Gazing at an empty soccer field here at Ball State Uni­versity, Jim Lowe explains his vision for converting it into a field whose harvest would supply this entire campus with renewable geo-thermal energy.

That vision is becoming reality. This month Mr. Lowe, the university’s director of engineering, gave the go-ahead for diesel-belching drill rigs to begin punching 400-foot-deep geothermal wells through athletic fields, parking lots, and grassy lawns across this leafy campus.

Parts of the school may temporarily look like oil fields – until earth is eventually smoothed back to cover the wells, Lowe says. But by transforming the state’s third-largest university into a pincushion, Lowe – with the backing of Ball State President Jo Ann Gora and the university board – expects to shift the school’s energy profile into the 21st century.

Hundreds of colleges across the United States have in recent years pledged to “go green” with energy use and reduce carbon emissions. Some have put up solar panels or wind turbines. Just a few score campuses today use geothermal energy – mostly for heating and cooling isolated buildings.

What makes Ball State’s geothermal plan audacious is its size: 3,750 to 4,000 wells will be dug to supply heating and cooling to most (more than 45 of 50-plus) buildings on the 660-acre campus.

“Ball State’s geothermal project is clearly going to be the largest heat-pump complex in the nation,” says John Lund, director of the geoheat center at Oregon Institute of Technology (OIT) in Klamath Falls. “These larger projects may be something we’re going to see more of in the future.”

Not to be confused with “direct use” geothermal that uses boiling water pumped to the surface from deep below ground to drive generators or supply space heat, Ball State’s program uses “little G” or “ground source” ­geothermal ­energy – the natural temperature of the near-surface earth.

“What we’re realizing is that the ground itself is really an energy bank,” Lowe says, “and we can make withdrawals from it that help heat and cool the entire campus, saving us money and helping the environment.”

A close (15 feet apart) pattern of five-inch-diameter, 400-foot-deep wells will be tattooed into three well fields on campus. Into each will go two loops of polyethylene piping – one for cold water, one for warm.

In winter, cold water will flow to the fields and down the wells to absorb heat from the surrounding earth, which stays in the 54- to 55-degree F. range year-round. Water warmed by the wells will flow back to a heat exchanger that collects and concentrates the warmth to heat buildings.

To cool those same buildings in summer, the process reverses: Water warmed by the heat exchanger is cycled into the wells, where it is cooled by the surrounding earth.

While pumping all that water requires electrical power, the thermal energy harvested by the system is four times greater than the energy the system consumes. Overall, the project will save an estimated $2 million
annually in fuel costs while halving the campus’s yearly carbon dioxide emissions – an 85,000-ton cut.

= Listing =
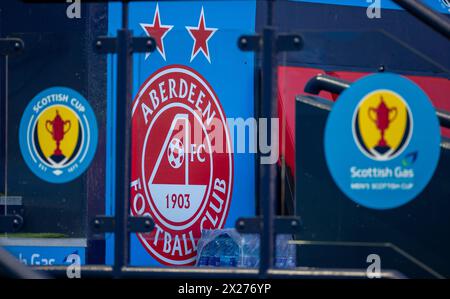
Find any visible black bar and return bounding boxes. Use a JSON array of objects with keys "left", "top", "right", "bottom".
[
  {"left": 92, "top": 215, "right": 155, "bottom": 234},
  {"left": 305, "top": 74, "right": 352, "bottom": 95},
  {"left": 436, "top": 109, "right": 450, "bottom": 129},
  {"left": 32, "top": 266, "right": 406, "bottom": 279},
  {"left": 394, "top": 0, "right": 450, "bottom": 39},
  {"left": 114, "top": 3, "right": 132, "bottom": 277},
  {"left": 0, "top": 215, "right": 23, "bottom": 233},
  {"left": 0, "top": 38, "right": 25, "bottom": 55},
  {"left": 235, "top": 216, "right": 301, "bottom": 235},
  {"left": 304, "top": 75, "right": 450, "bottom": 129}
]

= Required task =
Copy the Ball State geothermal text between "In winter, cold" and "an 85,000-ton cut.", inclusive, swapping "heat exchanger" for "heat transfer unit" throughout.

= Task output =
In winter, cold water will flow to the fields and down the wells to absorb heat from the surrounding earth, which stays in the 54- to 55-degree F. range year-round. Water warmed by the wells will flow back to a heat transfer unit that collects and concentrates the warmth to heat buildings.

To cool those same buildings in summer, the process reverses: Water warmed by the heat transfer unit is cycled into the wells, where it is cooled by the surrounding earth.

While pumping all that water requires electrical power, the thermal energy harvested by the system is four times greater than the energy the system consumes. Overall, the project will save an estimated $2 million
annually in fuel costs while halving the campus’s yearly carbon dioxide emissions – an 85,000-ton cut.